## Direction
Set down every record once more, exactly as given.

** BEGIN Record set **

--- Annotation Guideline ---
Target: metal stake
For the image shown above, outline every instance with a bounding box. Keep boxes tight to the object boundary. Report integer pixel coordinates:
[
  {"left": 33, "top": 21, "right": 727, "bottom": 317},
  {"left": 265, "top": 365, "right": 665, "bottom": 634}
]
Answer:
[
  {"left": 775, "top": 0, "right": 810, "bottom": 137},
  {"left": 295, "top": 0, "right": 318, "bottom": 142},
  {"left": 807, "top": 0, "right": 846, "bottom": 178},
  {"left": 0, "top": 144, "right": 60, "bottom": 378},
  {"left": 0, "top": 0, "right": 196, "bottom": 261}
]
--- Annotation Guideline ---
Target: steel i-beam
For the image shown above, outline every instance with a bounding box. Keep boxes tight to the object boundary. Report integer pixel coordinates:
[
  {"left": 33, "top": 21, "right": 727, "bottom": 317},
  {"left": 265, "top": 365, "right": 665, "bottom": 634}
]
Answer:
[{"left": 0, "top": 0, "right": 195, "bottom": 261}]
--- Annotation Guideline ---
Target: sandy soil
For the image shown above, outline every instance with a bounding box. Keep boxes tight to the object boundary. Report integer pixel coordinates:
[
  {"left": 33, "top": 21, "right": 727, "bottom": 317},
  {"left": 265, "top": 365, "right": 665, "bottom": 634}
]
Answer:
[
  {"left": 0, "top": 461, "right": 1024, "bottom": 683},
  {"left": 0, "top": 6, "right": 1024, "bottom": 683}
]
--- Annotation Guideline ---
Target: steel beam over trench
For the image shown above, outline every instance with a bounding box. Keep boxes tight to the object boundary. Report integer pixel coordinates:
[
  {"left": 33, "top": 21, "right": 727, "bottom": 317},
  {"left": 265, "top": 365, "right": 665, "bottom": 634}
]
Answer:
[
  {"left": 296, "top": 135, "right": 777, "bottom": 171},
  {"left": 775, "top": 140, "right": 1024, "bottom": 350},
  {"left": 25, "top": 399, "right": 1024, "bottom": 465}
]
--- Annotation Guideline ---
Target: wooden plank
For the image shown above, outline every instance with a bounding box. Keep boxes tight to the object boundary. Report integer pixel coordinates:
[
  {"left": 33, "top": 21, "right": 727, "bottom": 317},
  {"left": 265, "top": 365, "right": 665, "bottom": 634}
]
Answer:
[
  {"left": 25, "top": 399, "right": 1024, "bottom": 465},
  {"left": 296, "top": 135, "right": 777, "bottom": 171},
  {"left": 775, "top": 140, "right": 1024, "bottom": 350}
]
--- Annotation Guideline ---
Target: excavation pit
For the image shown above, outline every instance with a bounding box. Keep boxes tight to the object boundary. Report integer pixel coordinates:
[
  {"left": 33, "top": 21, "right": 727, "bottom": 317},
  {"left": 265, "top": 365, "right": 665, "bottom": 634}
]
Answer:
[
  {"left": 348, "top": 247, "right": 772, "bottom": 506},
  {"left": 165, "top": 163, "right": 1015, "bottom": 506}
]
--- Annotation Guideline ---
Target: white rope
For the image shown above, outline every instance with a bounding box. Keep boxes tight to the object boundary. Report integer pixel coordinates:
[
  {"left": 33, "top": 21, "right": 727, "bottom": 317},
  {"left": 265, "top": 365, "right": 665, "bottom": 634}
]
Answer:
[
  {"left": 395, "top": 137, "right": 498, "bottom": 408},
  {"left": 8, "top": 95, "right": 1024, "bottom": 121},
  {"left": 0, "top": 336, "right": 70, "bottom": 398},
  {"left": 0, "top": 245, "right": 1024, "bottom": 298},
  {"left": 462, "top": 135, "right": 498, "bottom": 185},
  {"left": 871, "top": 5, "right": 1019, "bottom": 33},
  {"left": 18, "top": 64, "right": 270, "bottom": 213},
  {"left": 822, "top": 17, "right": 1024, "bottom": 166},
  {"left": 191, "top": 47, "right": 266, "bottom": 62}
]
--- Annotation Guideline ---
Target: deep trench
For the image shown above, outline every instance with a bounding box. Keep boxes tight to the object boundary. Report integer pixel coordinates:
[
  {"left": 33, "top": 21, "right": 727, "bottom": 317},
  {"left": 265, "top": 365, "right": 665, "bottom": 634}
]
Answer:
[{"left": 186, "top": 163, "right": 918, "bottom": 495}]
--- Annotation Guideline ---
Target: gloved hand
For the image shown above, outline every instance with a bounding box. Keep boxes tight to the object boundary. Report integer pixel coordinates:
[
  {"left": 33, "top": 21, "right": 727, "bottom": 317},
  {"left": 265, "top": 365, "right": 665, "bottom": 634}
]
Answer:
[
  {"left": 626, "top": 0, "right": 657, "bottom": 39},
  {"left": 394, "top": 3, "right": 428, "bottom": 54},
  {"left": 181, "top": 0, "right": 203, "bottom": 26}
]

** END Record set **

## Full solution
--- Annotation Guideline ---
Target: metal stake
For the image shown above, outline every instance with a bounding box. Keep boxes tight to the object boundary. Report integer pixel coordinates:
[
  {"left": 33, "top": 21, "right": 727, "bottom": 317},
  {"left": 265, "top": 365, "right": 665, "bottom": 634}
]
Answer:
[
  {"left": 775, "top": 0, "right": 810, "bottom": 137},
  {"left": 295, "top": 0, "right": 318, "bottom": 142},
  {"left": 807, "top": 0, "right": 846, "bottom": 178},
  {"left": 0, "top": 144, "right": 60, "bottom": 378},
  {"left": 0, "top": 0, "right": 196, "bottom": 261}
]
--- Annotation Guideline ---
Target: steel i-beam
For the image shown above, outline every instance with a bounding box. Keep boxes tight to the object boundary. Report integer pixel coordinates:
[
  {"left": 33, "top": 21, "right": 727, "bottom": 317},
  {"left": 265, "top": 365, "right": 665, "bottom": 634}
]
Answer:
[{"left": 0, "top": 0, "right": 195, "bottom": 261}]
--- Annotation Guideline ---
Target: sandy soil
For the image shown above, outline every instance with a bounding box. Keep boxes tight to the object boundary. Report integer pixel coordinates:
[
  {"left": 33, "top": 21, "right": 727, "bottom": 317},
  {"left": 265, "top": 365, "right": 665, "bottom": 634}
]
Answer:
[
  {"left": 0, "top": 461, "right": 1024, "bottom": 683},
  {"left": 0, "top": 6, "right": 1024, "bottom": 683}
]
--- Annotation Guideline ---
Target: steel beam over trench
For the image shown above, outline every instance with a bounding box. Keep boxes tight to the object boundary. Report integer pixel coordinates:
[
  {"left": 33, "top": 21, "right": 727, "bottom": 317},
  {"left": 265, "top": 365, "right": 665, "bottom": 634}
]
Answer:
[
  {"left": 296, "top": 135, "right": 777, "bottom": 171},
  {"left": 775, "top": 140, "right": 1024, "bottom": 350},
  {"left": 25, "top": 399, "right": 1024, "bottom": 465}
]
--- Annotation Guideline ---
Target: wooden plank
For the image shown above, outline every instance with a bounding box. Keep boxes tight to the object boundary. Report integer pixel coordinates:
[
  {"left": 33, "top": 21, "right": 727, "bottom": 317},
  {"left": 265, "top": 365, "right": 665, "bottom": 634}
]
Answer:
[
  {"left": 25, "top": 399, "right": 1024, "bottom": 465},
  {"left": 296, "top": 135, "right": 777, "bottom": 171},
  {"left": 775, "top": 140, "right": 1024, "bottom": 350}
]
--- Annotation Guideline ---
Target: excavation pit
For the image shown above, outline every instance with a bounding box. Keep boxes tight to the object boundary. Report integer pixel coordinates:
[
  {"left": 33, "top": 21, "right": 727, "bottom": 317},
  {"left": 265, "top": 365, "right": 665, "bottom": 634}
]
Answer:
[
  {"left": 348, "top": 247, "right": 772, "bottom": 506},
  {"left": 165, "top": 163, "right": 1015, "bottom": 506}
]
--- Annotation Guideline ---
Target: white rope
For the image shown above, outline every instance with a bounding box. Keep boxes tight to the object boundary. Report integer pixel coordinates:
[
  {"left": 33, "top": 21, "right": 727, "bottom": 317},
  {"left": 265, "top": 365, "right": 665, "bottom": 634}
]
Answer:
[
  {"left": 395, "top": 137, "right": 498, "bottom": 408},
  {"left": 8, "top": 95, "right": 1024, "bottom": 121},
  {"left": 0, "top": 336, "right": 70, "bottom": 398},
  {"left": 0, "top": 245, "right": 1024, "bottom": 298},
  {"left": 462, "top": 135, "right": 498, "bottom": 185},
  {"left": 871, "top": 5, "right": 1019, "bottom": 33},
  {"left": 18, "top": 64, "right": 270, "bottom": 213},
  {"left": 822, "top": 17, "right": 1024, "bottom": 166},
  {"left": 191, "top": 47, "right": 266, "bottom": 62}
]
--- Annotation Guideline ---
Target: deep trench
For the image shown above, outline every instance with a bounding box. Keep boxes tight to the object boundary. Report integer pixel coordinates:
[
  {"left": 33, "top": 21, "right": 727, "bottom": 317},
  {"left": 265, "top": 365, "right": 665, "bottom": 634}
]
Answer:
[{"left": 186, "top": 163, "right": 918, "bottom": 495}]
--- Annotation Guideline ---
Target: gloved hand
For the image shown above, outline every instance with a bounding box. Keep boxes tight to the object boundary. Report integer pixel coordinates:
[
  {"left": 33, "top": 21, "right": 727, "bottom": 317},
  {"left": 265, "top": 365, "right": 665, "bottom": 634}
]
Answer:
[
  {"left": 626, "top": 0, "right": 657, "bottom": 39},
  {"left": 394, "top": 3, "right": 428, "bottom": 54},
  {"left": 181, "top": 0, "right": 203, "bottom": 26}
]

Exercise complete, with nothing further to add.